On peut se demander combien de temps il sera possible de maintenir cette image d’une pratique « urbaine », « alternative », « outdoor ». Il est intéressant de remarquer que c’est ainsi que la pratique est toujours présentée, rarement dans ses versions sportifiées, dans des espaces intérieurs standardisés. Pourtant, ce sont souvent les mêmes acteurs qui essaient de faire tenir les deux bouts. Des traceurs qui construisent des parkour parks et y enseignent, mais retournent en milieu urbain lorsqu’il s’agit de faire de la publicité. Des institutions qui encouragent la sportivisation et la standardisation, régulent et policent la pratique extérieure, refusent d’entrer en matière lorsqu’il s’agit de donner des autorisations, mais apprécient tout particulièrement de pouvoir mettre en spectacle l’utilisation ludique et subversive des espaces dont elles sont propriétaires. Probablement que d’ici quelques années, lorsque le parkour aura perdu son aura alternative et subversive, une autre pratique sera utilisée à sa place.

Énoncé:
Pour chaque affirmation, dites si elle concorde avec le texte sur le parkour et répondez par oui ou non, en citant les mots exacts du texte qui permettent de trancher.
1. La pratique est le plus souvent présentée dans ses versions sportifiées, en espaces intérieurs standardisés.
2. Des traceurs qui enseignent dans des parkour parks reviennent en milieu urbain pour faire de la publicité.
3. Les institutions accordent volontiers des autorisations pour la pratique extérieure.
Les enregistrements ne sont pas nécessaires.

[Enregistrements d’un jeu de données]

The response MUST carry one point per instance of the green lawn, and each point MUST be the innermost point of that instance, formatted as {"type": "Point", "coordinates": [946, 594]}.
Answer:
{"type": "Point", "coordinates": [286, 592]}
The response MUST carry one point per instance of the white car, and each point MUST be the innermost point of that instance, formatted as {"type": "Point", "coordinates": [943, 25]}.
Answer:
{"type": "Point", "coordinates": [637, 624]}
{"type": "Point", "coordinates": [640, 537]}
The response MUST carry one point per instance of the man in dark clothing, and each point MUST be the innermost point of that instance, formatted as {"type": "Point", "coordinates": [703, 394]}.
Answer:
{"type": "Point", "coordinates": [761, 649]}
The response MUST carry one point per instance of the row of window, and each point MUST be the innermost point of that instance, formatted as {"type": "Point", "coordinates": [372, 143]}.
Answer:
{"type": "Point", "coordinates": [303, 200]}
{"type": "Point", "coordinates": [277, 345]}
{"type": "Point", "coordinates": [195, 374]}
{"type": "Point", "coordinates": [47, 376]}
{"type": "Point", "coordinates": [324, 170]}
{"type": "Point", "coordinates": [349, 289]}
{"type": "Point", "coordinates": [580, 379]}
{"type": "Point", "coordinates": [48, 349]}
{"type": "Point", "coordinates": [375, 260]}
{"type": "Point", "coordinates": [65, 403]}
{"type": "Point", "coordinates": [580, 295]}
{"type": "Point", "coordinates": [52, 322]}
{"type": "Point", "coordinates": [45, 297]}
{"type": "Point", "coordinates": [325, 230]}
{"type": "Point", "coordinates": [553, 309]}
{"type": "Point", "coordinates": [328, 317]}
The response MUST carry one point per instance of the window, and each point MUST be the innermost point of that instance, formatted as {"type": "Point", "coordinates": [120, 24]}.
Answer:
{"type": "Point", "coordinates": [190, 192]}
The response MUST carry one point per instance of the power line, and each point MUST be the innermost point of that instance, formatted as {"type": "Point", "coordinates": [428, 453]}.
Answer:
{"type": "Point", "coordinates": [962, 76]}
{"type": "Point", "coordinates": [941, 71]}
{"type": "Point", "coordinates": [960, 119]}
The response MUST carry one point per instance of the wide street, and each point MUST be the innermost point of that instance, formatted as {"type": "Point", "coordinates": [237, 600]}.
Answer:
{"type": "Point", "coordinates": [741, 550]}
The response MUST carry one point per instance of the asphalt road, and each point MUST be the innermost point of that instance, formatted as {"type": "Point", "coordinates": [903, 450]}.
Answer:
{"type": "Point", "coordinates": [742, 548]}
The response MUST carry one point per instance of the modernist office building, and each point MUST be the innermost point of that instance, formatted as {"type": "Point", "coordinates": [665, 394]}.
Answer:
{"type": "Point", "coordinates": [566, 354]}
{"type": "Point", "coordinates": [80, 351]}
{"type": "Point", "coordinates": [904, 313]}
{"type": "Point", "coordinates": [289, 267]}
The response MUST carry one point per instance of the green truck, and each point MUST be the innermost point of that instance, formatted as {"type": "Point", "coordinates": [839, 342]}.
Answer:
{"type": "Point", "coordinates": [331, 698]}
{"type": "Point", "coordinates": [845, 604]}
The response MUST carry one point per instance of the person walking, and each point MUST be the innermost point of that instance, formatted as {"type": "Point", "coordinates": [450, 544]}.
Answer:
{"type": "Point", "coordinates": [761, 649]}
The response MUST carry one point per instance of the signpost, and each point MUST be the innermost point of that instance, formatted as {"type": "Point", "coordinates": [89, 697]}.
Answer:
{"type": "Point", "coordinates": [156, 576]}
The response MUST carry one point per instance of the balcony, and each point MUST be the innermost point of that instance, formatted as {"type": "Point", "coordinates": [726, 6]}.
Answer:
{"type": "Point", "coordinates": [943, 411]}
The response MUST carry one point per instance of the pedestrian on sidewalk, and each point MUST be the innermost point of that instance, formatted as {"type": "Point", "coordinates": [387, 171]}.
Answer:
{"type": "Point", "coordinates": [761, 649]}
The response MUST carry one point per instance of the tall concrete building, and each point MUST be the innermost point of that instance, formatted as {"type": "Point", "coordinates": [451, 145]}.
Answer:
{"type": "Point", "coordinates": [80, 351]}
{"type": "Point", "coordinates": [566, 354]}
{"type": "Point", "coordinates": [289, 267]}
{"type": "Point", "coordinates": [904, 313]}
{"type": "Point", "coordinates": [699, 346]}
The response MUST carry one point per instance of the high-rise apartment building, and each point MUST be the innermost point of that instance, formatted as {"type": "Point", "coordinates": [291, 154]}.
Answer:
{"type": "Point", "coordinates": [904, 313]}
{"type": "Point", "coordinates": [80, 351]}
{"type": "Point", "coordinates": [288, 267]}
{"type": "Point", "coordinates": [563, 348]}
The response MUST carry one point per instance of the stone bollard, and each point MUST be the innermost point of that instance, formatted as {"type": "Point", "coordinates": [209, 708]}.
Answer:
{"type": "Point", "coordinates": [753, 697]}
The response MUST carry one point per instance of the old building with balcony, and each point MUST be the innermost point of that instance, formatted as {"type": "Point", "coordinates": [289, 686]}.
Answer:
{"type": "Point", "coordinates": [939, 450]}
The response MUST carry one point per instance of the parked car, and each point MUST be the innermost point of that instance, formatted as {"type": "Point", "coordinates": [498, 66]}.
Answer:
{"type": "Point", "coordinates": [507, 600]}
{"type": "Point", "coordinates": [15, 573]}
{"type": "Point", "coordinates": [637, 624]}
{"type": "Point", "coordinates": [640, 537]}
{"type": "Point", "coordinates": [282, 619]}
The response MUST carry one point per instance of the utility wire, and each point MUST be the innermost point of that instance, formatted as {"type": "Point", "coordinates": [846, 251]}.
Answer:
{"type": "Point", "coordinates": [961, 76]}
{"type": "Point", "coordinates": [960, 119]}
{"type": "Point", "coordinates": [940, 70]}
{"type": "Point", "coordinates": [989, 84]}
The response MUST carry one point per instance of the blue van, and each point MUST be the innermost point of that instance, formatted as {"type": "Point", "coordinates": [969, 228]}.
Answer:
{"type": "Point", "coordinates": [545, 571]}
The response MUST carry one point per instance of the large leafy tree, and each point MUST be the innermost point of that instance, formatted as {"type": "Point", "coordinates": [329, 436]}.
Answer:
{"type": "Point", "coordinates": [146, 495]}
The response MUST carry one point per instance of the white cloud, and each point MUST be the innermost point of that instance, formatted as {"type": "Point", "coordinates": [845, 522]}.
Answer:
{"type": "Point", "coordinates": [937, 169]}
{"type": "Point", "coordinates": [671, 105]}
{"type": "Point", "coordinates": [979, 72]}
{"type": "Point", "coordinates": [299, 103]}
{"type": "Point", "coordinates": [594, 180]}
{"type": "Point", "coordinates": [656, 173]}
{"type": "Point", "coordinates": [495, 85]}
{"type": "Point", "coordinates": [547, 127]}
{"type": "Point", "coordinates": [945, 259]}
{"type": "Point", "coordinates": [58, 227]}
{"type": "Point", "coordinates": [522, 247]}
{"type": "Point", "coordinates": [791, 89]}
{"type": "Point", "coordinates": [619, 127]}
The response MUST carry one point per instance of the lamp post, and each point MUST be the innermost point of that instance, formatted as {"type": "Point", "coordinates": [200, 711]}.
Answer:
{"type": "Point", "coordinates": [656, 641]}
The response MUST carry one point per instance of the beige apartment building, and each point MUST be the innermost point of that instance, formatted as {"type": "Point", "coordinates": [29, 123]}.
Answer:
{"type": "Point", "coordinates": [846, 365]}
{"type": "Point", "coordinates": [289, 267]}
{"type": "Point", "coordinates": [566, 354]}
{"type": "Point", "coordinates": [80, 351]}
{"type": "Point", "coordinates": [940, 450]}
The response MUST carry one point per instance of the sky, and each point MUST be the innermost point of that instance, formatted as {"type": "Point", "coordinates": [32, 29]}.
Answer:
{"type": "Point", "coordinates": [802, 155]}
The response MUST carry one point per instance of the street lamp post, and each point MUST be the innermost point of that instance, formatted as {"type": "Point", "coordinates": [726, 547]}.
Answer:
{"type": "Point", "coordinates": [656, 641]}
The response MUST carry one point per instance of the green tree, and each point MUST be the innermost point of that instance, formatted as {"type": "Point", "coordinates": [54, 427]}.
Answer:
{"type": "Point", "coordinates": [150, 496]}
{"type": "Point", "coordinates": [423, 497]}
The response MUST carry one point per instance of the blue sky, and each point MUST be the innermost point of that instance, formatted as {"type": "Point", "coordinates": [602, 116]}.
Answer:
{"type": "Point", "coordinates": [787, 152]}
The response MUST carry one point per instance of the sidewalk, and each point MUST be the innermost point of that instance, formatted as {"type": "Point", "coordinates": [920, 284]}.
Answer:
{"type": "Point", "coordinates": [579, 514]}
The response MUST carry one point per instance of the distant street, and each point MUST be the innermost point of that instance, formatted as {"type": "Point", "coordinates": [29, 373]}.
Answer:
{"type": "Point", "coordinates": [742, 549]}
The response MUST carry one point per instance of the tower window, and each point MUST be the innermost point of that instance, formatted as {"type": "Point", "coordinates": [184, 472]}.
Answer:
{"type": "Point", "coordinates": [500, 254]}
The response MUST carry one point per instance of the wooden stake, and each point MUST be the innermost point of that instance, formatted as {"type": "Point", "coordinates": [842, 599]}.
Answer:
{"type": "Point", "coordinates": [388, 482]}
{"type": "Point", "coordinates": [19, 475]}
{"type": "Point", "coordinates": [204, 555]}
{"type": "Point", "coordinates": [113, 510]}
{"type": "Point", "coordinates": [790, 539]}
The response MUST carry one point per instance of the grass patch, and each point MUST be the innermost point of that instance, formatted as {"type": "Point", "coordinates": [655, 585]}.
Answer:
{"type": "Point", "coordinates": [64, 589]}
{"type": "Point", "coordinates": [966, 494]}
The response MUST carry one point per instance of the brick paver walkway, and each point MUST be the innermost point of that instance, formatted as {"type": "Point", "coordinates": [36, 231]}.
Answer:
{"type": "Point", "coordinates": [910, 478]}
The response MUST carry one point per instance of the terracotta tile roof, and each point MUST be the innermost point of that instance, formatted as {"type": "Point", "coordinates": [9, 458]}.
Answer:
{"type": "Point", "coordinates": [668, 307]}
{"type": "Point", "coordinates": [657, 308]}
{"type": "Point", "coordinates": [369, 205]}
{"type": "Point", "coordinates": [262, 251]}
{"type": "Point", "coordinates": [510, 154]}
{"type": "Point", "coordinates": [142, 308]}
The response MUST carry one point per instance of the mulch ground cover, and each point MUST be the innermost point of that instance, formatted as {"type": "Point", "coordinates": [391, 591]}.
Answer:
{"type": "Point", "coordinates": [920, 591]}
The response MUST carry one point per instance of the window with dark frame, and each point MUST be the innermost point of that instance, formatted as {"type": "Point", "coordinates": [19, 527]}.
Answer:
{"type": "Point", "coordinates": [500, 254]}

Solution rédigée:
1. Non : « rarement dans ses versions sportifiées, dans des espaces intérieurs standardisés ».
2. Oui : « retournent en milieu urbain lorsqu’il s’agit de faire de la publicité ».
3. Non : « refusent d’entrer en matière lorsqu’il s’agit de donner des autorisations ».